_Extracted material_
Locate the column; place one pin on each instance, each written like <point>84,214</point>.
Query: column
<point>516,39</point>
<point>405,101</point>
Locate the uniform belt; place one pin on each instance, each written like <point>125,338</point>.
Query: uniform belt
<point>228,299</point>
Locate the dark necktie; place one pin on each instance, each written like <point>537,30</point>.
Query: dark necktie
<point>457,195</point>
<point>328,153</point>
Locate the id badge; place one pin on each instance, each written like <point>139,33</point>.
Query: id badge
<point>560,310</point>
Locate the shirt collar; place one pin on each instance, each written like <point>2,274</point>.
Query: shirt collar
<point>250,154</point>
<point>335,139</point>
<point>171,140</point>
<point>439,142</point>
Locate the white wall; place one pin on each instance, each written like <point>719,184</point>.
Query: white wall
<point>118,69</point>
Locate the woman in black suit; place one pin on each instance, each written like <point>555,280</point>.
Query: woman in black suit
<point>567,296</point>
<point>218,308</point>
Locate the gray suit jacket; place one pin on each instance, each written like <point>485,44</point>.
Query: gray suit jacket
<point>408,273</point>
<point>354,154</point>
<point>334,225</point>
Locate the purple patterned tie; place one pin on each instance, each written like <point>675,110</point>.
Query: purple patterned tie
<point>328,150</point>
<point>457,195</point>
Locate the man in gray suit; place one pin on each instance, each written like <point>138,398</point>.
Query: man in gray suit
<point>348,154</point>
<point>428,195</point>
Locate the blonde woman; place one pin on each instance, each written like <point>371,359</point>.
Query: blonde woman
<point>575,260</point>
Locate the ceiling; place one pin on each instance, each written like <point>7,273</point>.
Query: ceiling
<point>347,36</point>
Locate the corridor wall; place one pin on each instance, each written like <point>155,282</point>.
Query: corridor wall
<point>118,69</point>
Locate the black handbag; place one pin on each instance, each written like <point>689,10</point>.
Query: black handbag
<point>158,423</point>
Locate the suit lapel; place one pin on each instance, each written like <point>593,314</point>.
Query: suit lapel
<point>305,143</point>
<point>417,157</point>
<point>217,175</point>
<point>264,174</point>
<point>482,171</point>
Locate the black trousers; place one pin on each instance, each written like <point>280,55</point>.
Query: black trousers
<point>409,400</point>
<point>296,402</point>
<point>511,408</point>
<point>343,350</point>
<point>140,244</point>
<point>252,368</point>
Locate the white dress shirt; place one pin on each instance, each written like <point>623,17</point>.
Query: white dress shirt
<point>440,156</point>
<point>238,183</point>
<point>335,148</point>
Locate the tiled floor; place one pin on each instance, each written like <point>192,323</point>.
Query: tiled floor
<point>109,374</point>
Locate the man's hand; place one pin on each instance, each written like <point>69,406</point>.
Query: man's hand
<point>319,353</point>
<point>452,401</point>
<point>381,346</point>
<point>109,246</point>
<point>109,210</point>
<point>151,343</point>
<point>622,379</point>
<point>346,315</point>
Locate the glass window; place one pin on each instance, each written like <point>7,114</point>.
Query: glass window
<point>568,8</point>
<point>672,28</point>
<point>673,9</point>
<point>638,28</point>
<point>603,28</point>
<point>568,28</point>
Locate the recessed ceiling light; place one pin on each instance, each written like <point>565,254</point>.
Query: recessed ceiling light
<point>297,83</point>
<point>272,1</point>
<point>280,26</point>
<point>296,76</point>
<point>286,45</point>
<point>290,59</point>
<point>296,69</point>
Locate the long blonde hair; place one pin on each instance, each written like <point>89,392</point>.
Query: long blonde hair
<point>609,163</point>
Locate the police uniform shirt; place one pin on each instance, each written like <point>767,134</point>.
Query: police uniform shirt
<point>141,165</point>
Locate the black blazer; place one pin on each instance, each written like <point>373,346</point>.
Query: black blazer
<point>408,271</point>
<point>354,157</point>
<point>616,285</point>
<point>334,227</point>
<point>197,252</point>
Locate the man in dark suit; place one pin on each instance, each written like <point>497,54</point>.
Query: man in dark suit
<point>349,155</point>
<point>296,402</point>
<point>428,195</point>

_Problem requirements_
Each record shown above must be reproduced exactly.

_The completed task_
Locate the column; place one pin on each instance, each written like <point>84,214</point>.
Query: column
<point>516,39</point>
<point>405,101</point>
Locate the uniform belt; place one pin on each instance, each written like <point>125,338</point>.
Query: uniform belt
<point>228,299</point>
Locate the dark necktie; place one pin on each instance, each written like <point>537,30</point>.
Query: dark necktie
<point>457,195</point>
<point>328,153</point>
Locate the id badge; place one pin on each instance, each written like <point>139,33</point>.
Query: id badge
<point>560,310</point>
Locate the shirt collar; place one pin on each instance, each written like <point>2,274</point>.
Query: shirt collar
<point>250,154</point>
<point>335,139</point>
<point>171,140</point>
<point>439,142</point>
Locate the white wall; place one pin on each instance, each written like <point>719,184</point>.
Query: white wall
<point>118,69</point>
Locate the woman in black suit; place one pin on each instance, each written like <point>555,280</point>.
Query: woman in black suit
<point>567,296</point>
<point>218,308</point>
Locate the gray suit jacket; place one pin on each instance, each written like <point>485,44</point>.
Query: gray suit jacket
<point>408,273</point>
<point>354,154</point>
<point>334,225</point>
Locate the purple patterned tie; place one pin on each instance, each written like <point>675,110</point>.
Query: purple patterned tie
<point>328,150</point>
<point>457,195</point>
Locate the man in gray suit; place one pin on each instance, each written like <point>138,398</point>.
Query: man in gray suit
<point>348,154</point>
<point>428,195</point>
Locate the blonde woman; place one pin on each instance, each written like <point>371,359</point>.
Query: blonde woman
<point>575,260</point>
Locate the ceiling; place one pin on each instance, each written like <point>7,273</point>.
Query: ceiling
<point>347,36</point>
Locate the corridor wall; place one pin on each instance, each written like <point>155,282</point>.
Query: corridor wall
<point>118,69</point>
Locate the black handbag; place one pin on each instance, each written like <point>689,10</point>.
Query: black handbag
<point>158,423</point>
Locate the suit lapel; place one pin on each instance, each written like <point>593,314</point>.
Query: suit lapel
<point>305,143</point>
<point>417,157</point>
<point>217,175</point>
<point>264,174</point>
<point>482,171</point>
Locate the black trousers; place one pin on each instance, each written like <point>280,55</point>.
Query: black trousers
<point>409,400</point>
<point>296,402</point>
<point>511,408</point>
<point>343,350</point>
<point>140,244</point>
<point>252,368</point>
Locate the white dress shirt; place one pin on each instance, each written like <point>623,17</point>.
Query: white dress shirt
<point>440,156</point>
<point>238,183</point>
<point>335,148</point>
Locate the tiled floor; place one pin on each instance, each written like <point>192,323</point>.
Query: tiled floor
<point>109,374</point>
Locate the man's hand; place one pin on each instance, each written like <point>69,406</point>.
Query: man's hand
<point>319,353</point>
<point>452,401</point>
<point>381,346</point>
<point>109,246</point>
<point>109,210</point>
<point>151,343</point>
<point>622,379</point>
<point>346,315</point>
Locate the glass window; place one pin on each instance, each written like <point>7,114</point>.
Query: glass window
<point>568,8</point>
<point>672,28</point>
<point>673,9</point>
<point>638,28</point>
<point>603,28</point>
<point>568,28</point>
Locate the recessed ceiling light; place one pin on each instance, each written like <point>565,254</point>.
Query: recessed ceiling light
<point>297,83</point>
<point>272,1</point>
<point>280,26</point>
<point>296,76</point>
<point>286,45</point>
<point>290,59</point>
<point>296,69</point>
Locate the long blonde hair; place one pin on each instance, each written like <point>89,392</point>.
Query: long blonde hair
<point>609,163</point>
Locate the police uniform shirt; place one pin on each instance, each written like <point>767,134</point>.
Query: police uniform shirt
<point>141,165</point>
Locate the black blazer; place one pin on each instance, each written like <point>373,346</point>.
Query: black blazer
<point>408,271</point>
<point>354,157</point>
<point>616,285</point>
<point>334,227</point>
<point>197,252</point>
Locate the man in dark suit; place one pin on each instance, each written like <point>497,54</point>.
Query: man in dark suit
<point>349,155</point>
<point>296,402</point>
<point>428,195</point>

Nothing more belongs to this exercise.